Without the images, output each record below as it stands.

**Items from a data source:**
---

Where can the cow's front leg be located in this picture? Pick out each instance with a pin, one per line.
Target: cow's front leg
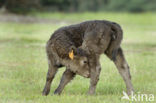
(95, 69)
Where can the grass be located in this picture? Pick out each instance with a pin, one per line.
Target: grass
(23, 63)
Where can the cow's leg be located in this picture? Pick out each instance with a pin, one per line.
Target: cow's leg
(94, 75)
(68, 75)
(50, 76)
(124, 71)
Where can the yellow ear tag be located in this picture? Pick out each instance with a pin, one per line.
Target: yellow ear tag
(71, 55)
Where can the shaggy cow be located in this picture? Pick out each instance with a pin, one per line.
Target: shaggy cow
(78, 47)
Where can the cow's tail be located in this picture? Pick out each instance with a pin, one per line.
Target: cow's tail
(116, 38)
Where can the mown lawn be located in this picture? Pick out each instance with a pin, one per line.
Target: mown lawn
(23, 63)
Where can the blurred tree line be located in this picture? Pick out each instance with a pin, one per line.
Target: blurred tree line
(79, 5)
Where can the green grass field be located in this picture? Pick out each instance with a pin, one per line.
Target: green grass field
(23, 63)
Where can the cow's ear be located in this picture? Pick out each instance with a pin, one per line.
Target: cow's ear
(71, 54)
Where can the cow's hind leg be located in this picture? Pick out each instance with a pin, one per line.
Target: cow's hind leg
(50, 76)
(68, 75)
(123, 69)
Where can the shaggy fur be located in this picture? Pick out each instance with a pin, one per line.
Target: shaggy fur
(88, 40)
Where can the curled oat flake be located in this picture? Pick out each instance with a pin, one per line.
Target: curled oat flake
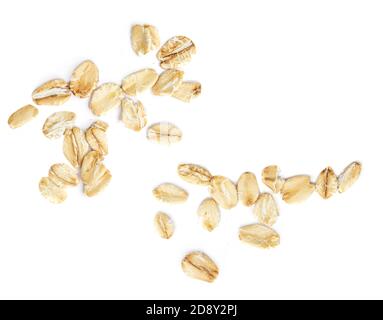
(144, 38)
(170, 193)
(168, 82)
(164, 133)
(248, 189)
(194, 174)
(210, 214)
(55, 126)
(133, 114)
(200, 266)
(224, 191)
(327, 183)
(139, 81)
(266, 209)
(84, 79)
(259, 235)
(349, 176)
(164, 225)
(75, 146)
(105, 98)
(176, 52)
(22, 116)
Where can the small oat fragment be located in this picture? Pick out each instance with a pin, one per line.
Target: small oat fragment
(63, 175)
(139, 81)
(266, 209)
(164, 133)
(210, 214)
(187, 91)
(200, 266)
(271, 178)
(259, 235)
(144, 38)
(297, 189)
(94, 174)
(164, 225)
(248, 189)
(55, 126)
(51, 191)
(327, 183)
(105, 98)
(133, 114)
(84, 79)
(170, 193)
(176, 52)
(168, 82)
(75, 146)
(22, 116)
(96, 137)
(349, 176)
(224, 191)
(194, 174)
(55, 92)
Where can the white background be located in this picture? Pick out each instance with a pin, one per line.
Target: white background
(293, 83)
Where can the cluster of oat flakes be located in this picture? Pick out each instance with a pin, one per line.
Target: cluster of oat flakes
(227, 194)
(85, 150)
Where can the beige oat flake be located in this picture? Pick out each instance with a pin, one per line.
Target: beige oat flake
(55, 92)
(259, 235)
(200, 266)
(55, 126)
(144, 38)
(170, 193)
(22, 116)
(84, 79)
(164, 225)
(176, 52)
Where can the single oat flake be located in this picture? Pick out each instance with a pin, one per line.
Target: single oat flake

---

**THE RESPONSE:**
Where can the cow's front leg be located in this picture? Pick out each instance with a pin, one per line.
Target: cow's front leg
(95, 69)
Where can the grass be located in this picture? Pick out each instance with a pin, one per line.
Target: grass
(23, 63)
Where can the cow's leg be located in this picture? Pick out each instance with a pin, one per line.
Target: cow's leg
(94, 75)
(68, 75)
(50, 76)
(124, 71)
Where can the yellow ear tag be located in this picture? Pick out each instance with a pin, one per line.
Target: yellow ear tag
(71, 55)
Where can the shaggy cow be located in this picture? Pick out each instance with a pin, one per line.
Target: shaggy cow
(78, 47)
Where can the cow's tail be located in this picture? Pick out each instance with a pin, one per line.
Target: cow's tail
(116, 38)
Where can the mown lawn be located in this picture? Pick out each instance with a pin, one per line.
Target: mown lawn
(23, 63)
Where can the blurred tree line be located in this picture? Pick out each instance with a pin, one per line.
Target: blurred tree line
(79, 5)
Where can the green grass field be located in this picture? Pick out each instance with a pin, one per line.
Target: green grass field
(23, 63)
Where can the cow's ear be located in this picture? Pick out each instance with a pin, one per line.
Target: cow's ear
(71, 54)
Where can the cow's hind leg be located in this picture? Pick out each instance with a pin, one per line.
Target: cow's hind leg
(50, 76)
(68, 75)
(123, 69)
Where can the shaggy fur be located in this picture? Pick out each instance with a pin, one per line.
Target: shaggy fur
(88, 40)
Where can the curled oat flake be located in this picture? Pick out each instance with a pin, one per line.
Target: curled oat flake
(144, 38)
(170, 193)
(168, 82)
(164, 133)
(248, 189)
(194, 174)
(210, 214)
(55, 126)
(133, 114)
(200, 266)
(224, 191)
(327, 183)
(139, 81)
(266, 209)
(84, 79)
(259, 235)
(349, 176)
(164, 225)
(75, 146)
(105, 98)
(176, 52)
(22, 116)
Where can the small oat fragment be located in this picture? Pick out each instance with a pin, one per line.
Target: small oat fragment
(63, 175)
(139, 81)
(266, 209)
(164, 133)
(210, 214)
(187, 91)
(200, 266)
(271, 178)
(259, 235)
(144, 38)
(297, 189)
(94, 174)
(164, 225)
(248, 189)
(55, 126)
(51, 191)
(327, 183)
(105, 98)
(133, 114)
(84, 79)
(170, 193)
(176, 52)
(168, 82)
(75, 146)
(22, 116)
(96, 137)
(349, 176)
(224, 191)
(194, 174)
(55, 92)
Where can the white background be located in this picture? Pick out each instance with a pin, one per line.
Target: white background
(293, 83)
Where can the cluster of oat flakes be located in this picture? Pick out each instance with a pin, one per line.
Target: cluster of oat flakes
(227, 194)
(85, 150)
Where can the beige oat flake be located in this picture? Pick out each instance with a pin, one per line.
Target: beige oat flake
(55, 92)
(259, 235)
(200, 266)
(55, 126)
(144, 38)
(170, 193)
(22, 116)
(84, 79)
(164, 225)
(176, 52)
Where can the single oat flake be located in this picture? Pick out each instance with a pin, one per line.
Target: single oat flake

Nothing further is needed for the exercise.